> **Stated exercise**: Copy out, word for word, only the lines of the records from the line containing "Would you mind telling me where the black" through the end of the records.

> **Exercise material**:
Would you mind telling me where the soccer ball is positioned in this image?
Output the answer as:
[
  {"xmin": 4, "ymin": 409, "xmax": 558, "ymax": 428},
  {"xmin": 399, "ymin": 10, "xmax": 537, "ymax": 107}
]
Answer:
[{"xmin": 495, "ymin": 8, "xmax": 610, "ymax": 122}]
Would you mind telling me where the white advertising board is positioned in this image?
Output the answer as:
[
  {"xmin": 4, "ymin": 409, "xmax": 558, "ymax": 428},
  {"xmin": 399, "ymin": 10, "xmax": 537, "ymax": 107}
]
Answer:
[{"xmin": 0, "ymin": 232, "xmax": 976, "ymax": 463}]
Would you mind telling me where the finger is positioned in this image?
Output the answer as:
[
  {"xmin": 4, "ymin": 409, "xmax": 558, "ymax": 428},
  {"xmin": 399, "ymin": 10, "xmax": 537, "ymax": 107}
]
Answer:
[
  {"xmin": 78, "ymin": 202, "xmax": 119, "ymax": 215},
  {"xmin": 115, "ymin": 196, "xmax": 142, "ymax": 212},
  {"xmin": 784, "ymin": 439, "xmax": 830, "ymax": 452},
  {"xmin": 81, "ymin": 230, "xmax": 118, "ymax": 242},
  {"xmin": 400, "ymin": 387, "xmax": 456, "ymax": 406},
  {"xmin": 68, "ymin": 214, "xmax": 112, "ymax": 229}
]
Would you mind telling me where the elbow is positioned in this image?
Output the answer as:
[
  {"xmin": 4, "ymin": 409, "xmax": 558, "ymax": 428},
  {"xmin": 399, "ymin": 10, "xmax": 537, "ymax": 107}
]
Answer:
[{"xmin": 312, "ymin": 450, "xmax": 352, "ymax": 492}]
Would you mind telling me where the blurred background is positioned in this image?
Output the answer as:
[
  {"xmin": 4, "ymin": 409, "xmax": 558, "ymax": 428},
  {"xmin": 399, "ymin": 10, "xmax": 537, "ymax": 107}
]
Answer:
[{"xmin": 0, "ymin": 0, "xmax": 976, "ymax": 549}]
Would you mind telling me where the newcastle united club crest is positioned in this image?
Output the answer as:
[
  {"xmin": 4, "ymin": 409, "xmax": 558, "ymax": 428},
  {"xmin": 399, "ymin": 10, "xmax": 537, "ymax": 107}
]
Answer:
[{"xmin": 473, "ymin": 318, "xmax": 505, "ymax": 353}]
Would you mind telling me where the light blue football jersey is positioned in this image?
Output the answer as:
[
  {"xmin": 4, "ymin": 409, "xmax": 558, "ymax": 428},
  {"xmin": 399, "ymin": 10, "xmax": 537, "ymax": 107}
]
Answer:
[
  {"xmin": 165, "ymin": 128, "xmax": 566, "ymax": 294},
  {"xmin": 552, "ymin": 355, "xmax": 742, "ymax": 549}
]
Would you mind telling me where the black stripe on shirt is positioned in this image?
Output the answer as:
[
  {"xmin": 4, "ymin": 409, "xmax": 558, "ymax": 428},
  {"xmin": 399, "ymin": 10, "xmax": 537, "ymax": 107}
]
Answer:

> **Exercise answer**:
Would you mind telling me where the black stripe on shirt is positioned in this image?
Output the answer as:
[
  {"xmin": 4, "ymin": 409, "xmax": 558, "ymax": 428},
  {"xmin": 399, "ymin": 10, "xmax": 537, "ymax": 107}
]
Answer:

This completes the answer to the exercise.